** Action item **
The response should be an exact copy of the records, with the pictures removed.
Top of Exercise materials
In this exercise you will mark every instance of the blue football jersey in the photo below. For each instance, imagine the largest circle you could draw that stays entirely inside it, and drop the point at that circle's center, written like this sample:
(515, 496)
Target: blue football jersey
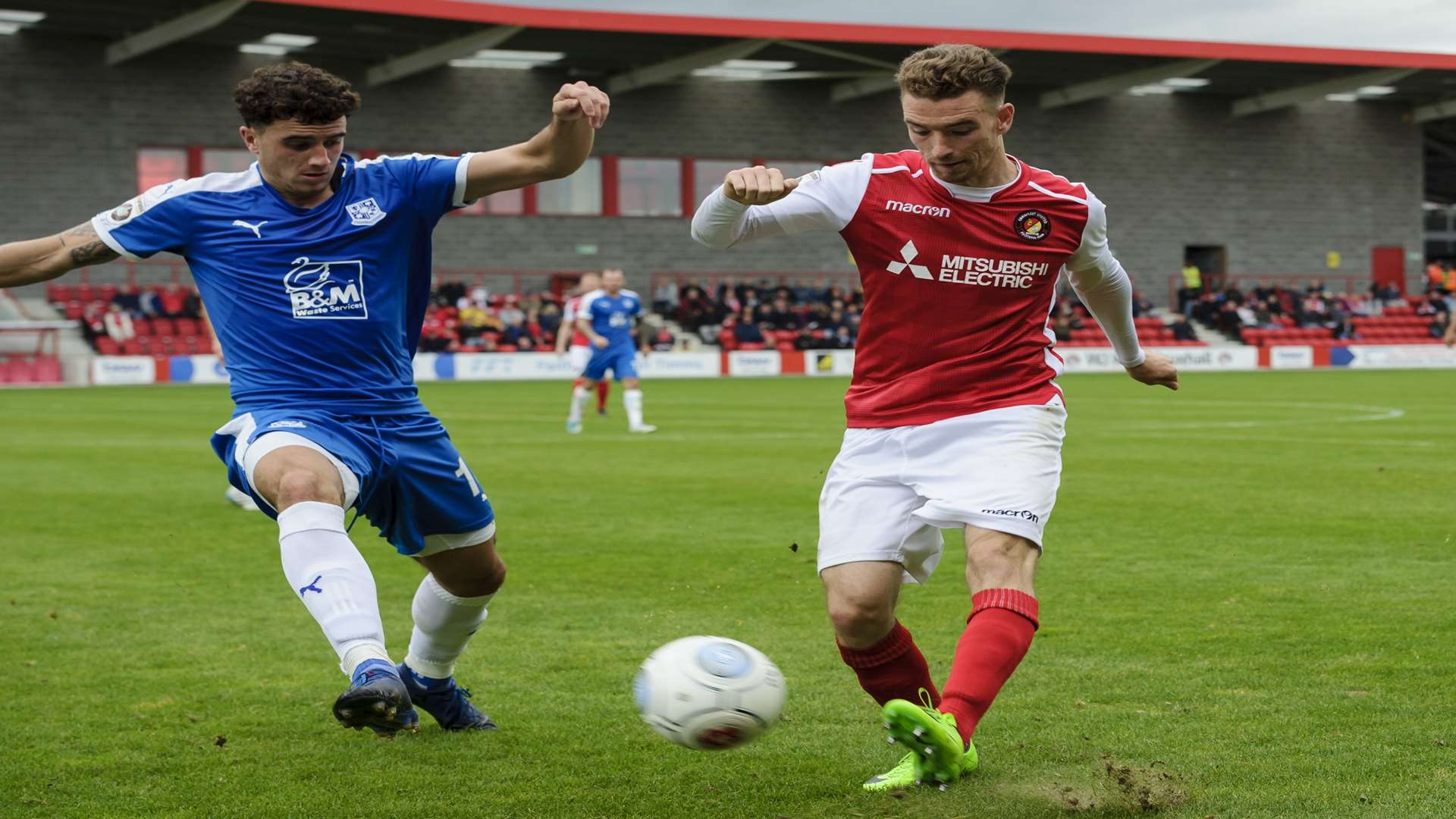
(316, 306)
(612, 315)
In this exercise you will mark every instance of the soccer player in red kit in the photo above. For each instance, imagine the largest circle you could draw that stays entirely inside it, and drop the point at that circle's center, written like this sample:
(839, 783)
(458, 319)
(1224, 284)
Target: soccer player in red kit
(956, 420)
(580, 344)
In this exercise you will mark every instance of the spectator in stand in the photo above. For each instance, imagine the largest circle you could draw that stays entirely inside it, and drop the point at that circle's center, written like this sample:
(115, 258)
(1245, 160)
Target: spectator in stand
Bottom of Exercise materials
** Task response **
In this exercise you will mark every instance of the blue football jersey in the photo below. For each instance, imagine the largest circle you could draw that stays entirely inside it, and drop the point at that circle's center, written like this sample:
(515, 496)
Target: blue football jersey
(316, 306)
(612, 315)
In this exercise you will mark every instance of the soccer player in red kit in the photo above. For each instance, imagine the largest circle you could draw that stays entirely inside it, and drop the point at that circle's center, written like this sample:
(839, 783)
(458, 319)
(1224, 284)
Target: soccer player in red kit
(956, 420)
(580, 344)
In this exercise you will mark every instance of the spectator in stand in the photo above. For each instance, imagine the largest circle you could draw that stays entirely inside it, and drop the point at that circle's center, written like this sample:
(115, 258)
(1245, 160)
Target: spectator in stand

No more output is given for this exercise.